#### [Written problem]
Will you output all of the data below exactly, omitting the images?

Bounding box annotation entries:

——

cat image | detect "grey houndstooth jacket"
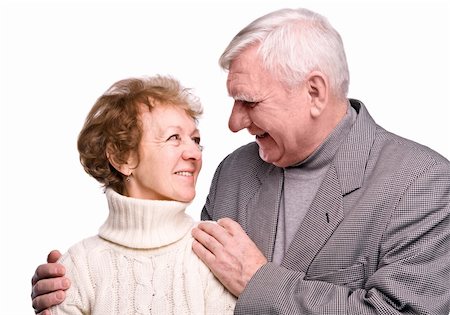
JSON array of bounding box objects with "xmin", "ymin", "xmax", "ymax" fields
[{"xmin": 202, "ymin": 100, "xmax": 450, "ymax": 315}]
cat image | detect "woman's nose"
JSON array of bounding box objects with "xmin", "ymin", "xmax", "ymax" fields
[
  {"xmin": 228, "ymin": 101, "xmax": 251, "ymax": 132},
  {"xmin": 183, "ymin": 140, "xmax": 202, "ymax": 160}
]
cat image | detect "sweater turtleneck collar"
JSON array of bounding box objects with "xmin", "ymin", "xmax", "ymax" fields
[{"xmin": 99, "ymin": 188, "xmax": 194, "ymax": 249}]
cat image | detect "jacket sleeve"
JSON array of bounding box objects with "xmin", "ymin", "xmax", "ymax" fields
[{"xmin": 235, "ymin": 163, "xmax": 450, "ymax": 315}]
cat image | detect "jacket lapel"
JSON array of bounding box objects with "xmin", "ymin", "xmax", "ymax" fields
[{"xmin": 281, "ymin": 100, "xmax": 376, "ymax": 272}]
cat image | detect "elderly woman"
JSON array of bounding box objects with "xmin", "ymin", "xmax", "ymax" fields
[{"xmin": 51, "ymin": 76, "xmax": 235, "ymax": 315}]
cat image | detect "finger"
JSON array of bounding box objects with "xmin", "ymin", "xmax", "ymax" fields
[
  {"xmin": 31, "ymin": 263, "xmax": 66, "ymax": 285},
  {"xmin": 217, "ymin": 218, "xmax": 245, "ymax": 235},
  {"xmin": 47, "ymin": 250, "xmax": 61, "ymax": 263},
  {"xmin": 33, "ymin": 291, "xmax": 66, "ymax": 314},
  {"xmin": 192, "ymin": 240, "xmax": 216, "ymax": 268},
  {"xmin": 198, "ymin": 222, "xmax": 230, "ymax": 245},
  {"xmin": 31, "ymin": 277, "xmax": 70, "ymax": 299}
]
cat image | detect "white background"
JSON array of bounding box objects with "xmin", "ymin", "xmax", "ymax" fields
[{"xmin": 0, "ymin": 0, "xmax": 450, "ymax": 314}]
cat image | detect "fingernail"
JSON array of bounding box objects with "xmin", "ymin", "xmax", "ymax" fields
[
  {"xmin": 62, "ymin": 279, "xmax": 70, "ymax": 288},
  {"xmin": 56, "ymin": 291, "xmax": 63, "ymax": 301}
]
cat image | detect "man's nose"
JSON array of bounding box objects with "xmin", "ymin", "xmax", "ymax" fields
[{"xmin": 228, "ymin": 102, "xmax": 251, "ymax": 132}]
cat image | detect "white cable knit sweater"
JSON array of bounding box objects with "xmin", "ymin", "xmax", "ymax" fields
[{"xmin": 51, "ymin": 189, "xmax": 236, "ymax": 315}]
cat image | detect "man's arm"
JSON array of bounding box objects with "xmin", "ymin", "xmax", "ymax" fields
[{"xmin": 31, "ymin": 250, "xmax": 70, "ymax": 315}]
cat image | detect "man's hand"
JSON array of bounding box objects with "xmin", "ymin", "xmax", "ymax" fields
[
  {"xmin": 31, "ymin": 250, "xmax": 70, "ymax": 315},
  {"xmin": 192, "ymin": 218, "xmax": 267, "ymax": 297}
]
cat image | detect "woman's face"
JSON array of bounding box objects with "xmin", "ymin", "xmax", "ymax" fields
[{"xmin": 125, "ymin": 105, "xmax": 202, "ymax": 202}]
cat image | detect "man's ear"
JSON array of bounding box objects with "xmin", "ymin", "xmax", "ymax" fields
[{"xmin": 306, "ymin": 71, "xmax": 329, "ymax": 118}]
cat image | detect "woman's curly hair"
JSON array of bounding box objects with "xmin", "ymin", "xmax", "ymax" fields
[{"xmin": 78, "ymin": 75, "xmax": 203, "ymax": 194}]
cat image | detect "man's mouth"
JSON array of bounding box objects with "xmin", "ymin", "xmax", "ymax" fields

——

#### [Response for this exercise]
cat image | detect "grey houndstooth jacket"
JSON array of bounding box objects with "xmin", "ymin", "xmax", "ymax" fields
[{"xmin": 202, "ymin": 100, "xmax": 450, "ymax": 315}]
cat image | detect "woman's nose"
JSON array of bounding box objects with "xmin", "ymin", "xmax", "ymax" fields
[
  {"xmin": 228, "ymin": 101, "xmax": 251, "ymax": 132},
  {"xmin": 183, "ymin": 140, "xmax": 202, "ymax": 160}
]
cat image | detect "sweater turtleneck collar"
JSON array of bounding box objects with "xmin", "ymin", "xmax", "ymax" fields
[{"xmin": 99, "ymin": 188, "xmax": 194, "ymax": 249}]
cat image | detect "jacket sleeve"
JSON array of bounding box objects with "xmin", "ymin", "xmax", "ymax" fields
[{"xmin": 235, "ymin": 163, "xmax": 450, "ymax": 315}]
cat image | detect "jacket lapel"
JSON array of bounding box objects with "xmin", "ymin", "xmax", "ymax" fields
[{"xmin": 281, "ymin": 100, "xmax": 376, "ymax": 272}]
cat image | detect "elderly woman"
JSON array of bounding box objects with "xmin", "ymin", "xmax", "ymax" fields
[{"xmin": 51, "ymin": 76, "xmax": 235, "ymax": 315}]
cat image | detect "finger"
JSON array of bounding box objects with "xmin", "ymin", "xmax", "ymax" fields
[
  {"xmin": 31, "ymin": 263, "xmax": 66, "ymax": 285},
  {"xmin": 217, "ymin": 218, "xmax": 245, "ymax": 235},
  {"xmin": 47, "ymin": 250, "xmax": 61, "ymax": 263},
  {"xmin": 33, "ymin": 291, "xmax": 66, "ymax": 314},
  {"xmin": 192, "ymin": 240, "xmax": 216, "ymax": 268},
  {"xmin": 198, "ymin": 222, "xmax": 230, "ymax": 245},
  {"xmin": 31, "ymin": 277, "xmax": 70, "ymax": 299}
]
cat image | detect "white background"
JSON array of bounding box objects with "xmin", "ymin", "xmax", "ymax" fields
[{"xmin": 0, "ymin": 0, "xmax": 450, "ymax": 314}]
cat image | detect "fingernail"
JSON array of bounding box objects with "xmin", "ymin", "xmax", "ymax" fields
[
  {"xmin": 62, "ymin": 279, "xmax": 70, "ymax": 288},
  {"xmin": 56, "ymin": 291, "xmax": 63, "ymax": 301}
]
cat image | detect "man's nose"
JSON array of bounding box objects with "xmin", "ymin", "xmax", "ymax" fields
[{"xmin": 228, "ymin": 102, "xmax": 251, "ymax": 132}]
cat image | detect "white cable knit sweater"
JSON array of bounding box objects with "xmin", "ymin", "xmax", "ymax" fields
[{"xmin": 51, "ymin": 189, "xmax": 236, "ymax": 315}]
cat image | detect "man's arm"
JSON array of bounding box objects with "xmin", "ymin", "xmax", "ymax" fields
[{"xmin": 31, "ymin": 250, "xmax": 70, "ymax": 315}]
cat image | detect "man's hand"
JSON array of bounding box objects with "xmin", "ymin", "xmax", "ymax" fields
[
  {"xmin": 31, "ymin": 250, "xmax": 70, "ymax": 315},
  {"xmin": 192, "ymin": 218, "xmax": 267, "ymax": 297}
]
cat image | detect "woman's face"
JSON array of bounding box objects with "xmin", "ymin", "xmax", "ymax" fields
[{"xmin": 125, "ymin": 105, "xmax": 202, "ymax": 202}]
cat image | detect "man's ear"
JSON array of bounding box objects with "xmin", "ymin", "xmax", "ymax" fields
[{"xmin": 306, "ymin": 71, "xmax": 329, "ymax": 118}]
cat image | detect "woman's curly hair"
JSON array of bounding box objects with "xmin", "ymin", "xmax", "ymax" fields
[{"xmin": 78, "ymin": 75, "xmax": 203, "ymax": 194}]
cat image | detect "man's mouth"
JSON array of bounding box objects with "xmin", "ymin", "xmax", "ymax" fields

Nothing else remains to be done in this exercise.